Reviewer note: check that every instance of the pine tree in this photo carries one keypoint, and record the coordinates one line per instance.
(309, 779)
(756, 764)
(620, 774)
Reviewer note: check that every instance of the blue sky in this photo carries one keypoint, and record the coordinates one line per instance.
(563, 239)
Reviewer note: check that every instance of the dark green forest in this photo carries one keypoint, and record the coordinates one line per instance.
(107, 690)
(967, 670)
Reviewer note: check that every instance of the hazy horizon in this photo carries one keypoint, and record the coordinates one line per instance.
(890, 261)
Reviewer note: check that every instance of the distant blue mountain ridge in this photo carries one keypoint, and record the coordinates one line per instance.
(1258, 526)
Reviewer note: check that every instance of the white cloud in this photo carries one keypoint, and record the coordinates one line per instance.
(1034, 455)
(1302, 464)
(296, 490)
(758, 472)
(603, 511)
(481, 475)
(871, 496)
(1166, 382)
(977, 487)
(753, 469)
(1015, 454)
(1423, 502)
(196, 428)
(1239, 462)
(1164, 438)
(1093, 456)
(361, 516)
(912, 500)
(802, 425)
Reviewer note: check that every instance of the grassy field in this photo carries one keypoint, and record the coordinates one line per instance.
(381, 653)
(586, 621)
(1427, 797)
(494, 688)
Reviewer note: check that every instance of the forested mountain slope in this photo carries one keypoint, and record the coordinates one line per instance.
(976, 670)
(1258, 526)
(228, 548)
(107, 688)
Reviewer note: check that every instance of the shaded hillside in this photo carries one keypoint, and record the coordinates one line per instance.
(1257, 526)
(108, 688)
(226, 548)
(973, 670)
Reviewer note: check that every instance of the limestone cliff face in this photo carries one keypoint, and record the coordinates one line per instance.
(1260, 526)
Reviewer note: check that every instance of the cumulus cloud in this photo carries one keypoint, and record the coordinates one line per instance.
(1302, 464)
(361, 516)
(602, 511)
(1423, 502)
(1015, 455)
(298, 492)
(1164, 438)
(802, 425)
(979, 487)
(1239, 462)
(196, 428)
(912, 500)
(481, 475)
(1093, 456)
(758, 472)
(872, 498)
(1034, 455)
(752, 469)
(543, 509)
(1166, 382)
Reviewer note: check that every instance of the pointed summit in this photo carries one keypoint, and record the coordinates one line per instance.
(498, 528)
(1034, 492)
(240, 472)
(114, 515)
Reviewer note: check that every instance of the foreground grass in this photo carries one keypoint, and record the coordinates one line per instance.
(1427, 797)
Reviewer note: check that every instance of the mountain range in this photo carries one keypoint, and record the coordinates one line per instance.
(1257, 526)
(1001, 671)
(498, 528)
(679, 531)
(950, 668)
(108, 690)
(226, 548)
════════
## Task description
Restate the records word for word, leaving nothing out.

## Exercise output
Reviewer note: check that every instance of the pine tree in this photo carries one keypoint, and record the coordinates one line per instance.
(309, 779)
(756, 764)
(620, 774)
Reviewer note: check that every instance of the blue sky in this photo carries one keypoint, and record the coordinates one line per instance.
(563, 239)
Reviewer note: check that every instance of the dark green forest in this photo carries one keypoint, and record the coordinates one line per instance.
(107, 690)
(967, 670)
Reviewer note: check that every instance of the hazy horizon in this photo carries one keypoint, and record the coordinates one line per instance.
(890, 261)
Reviewer note: check that every instance of the distant blue mountain ridge in this photo carries one keypoint, and record the coordinates one line per instance.
(1258, 526)
Reviewer note: check that every instance of the white cloud in this photo carries one keypoint, and record the coordinates one line per instance.
(1034, 455)
(1302, 464)
(296, 490)
(758, 472)
(603, 511)
(481, 475)
(871, 496)
(1166, 382)
(977, 487)
(753, 469)
(1015, 454)
(1423, 502)
(196, 428)
(1239, 462)
(1164, 438)
(1093, 456)
(361, 516)
(912, 500)
(802, 425)
Reviewer note: check that every instance of the grassy field in this photo carries one keypoint, and record the coordinates one line per instance.
(381, 653)
(586, 621)
(1427, 797)
(494, 688)
Reviewer note: check that every instance of the forested mountain slope in this photo carries one keypoint, and record the coordinates one line per instance.
(976, 670)
(1258, 526)
(228, 548)
(107, 688)
Reviewer note: check that every instance of the shaded hillside in this photo carries one keypoint, and record the coordinates one line per instance.
(1257, 526)
(108, 688)
(226, 548)
(973, 670)
Reviewer note: check that every instance of the limestone cliff face in this photo carries one keypoint, and record the coordinates one line per instance.
(1260, 526)
Reviewer note: check that every instance of the cumulus cloud in this photo carries one keypoint, and record the coordinates one line per instance.
(1302, 464)
(361, 516)
(602, 511)
(1423, 502)
(1015, 455)
(298, 492)
(1164, 438)
(802, 425)
(979, 487)
(1239, 462)
(196, 428)
(912, 500)
(481, 475)
(1093, 456)
(758, 472)
(872, 498)
(1034, 455)
(752, 469)
(543, 509)
(1166, 382)
Reviewer note: check that every instance of the pointed summit in this photo carries one keypoint, and record the coordinates one line per instance.
(498, 528)
(1034, 492)
(240, 472)
(114, 515)
Reviewer note: check that every instance of the foreground grass in this photo carries one keypoint, and record the coordinates one line per instance.
(1427, 797)
Reviewer note: check that every instance of the mountain range in this photo carries one keypoint, and record the coordinates one line per instance.
(1257, 526)
(1001, 671)
(498, 528)
(679, 531)
(950, 668)
(108, 690)
(226, 548)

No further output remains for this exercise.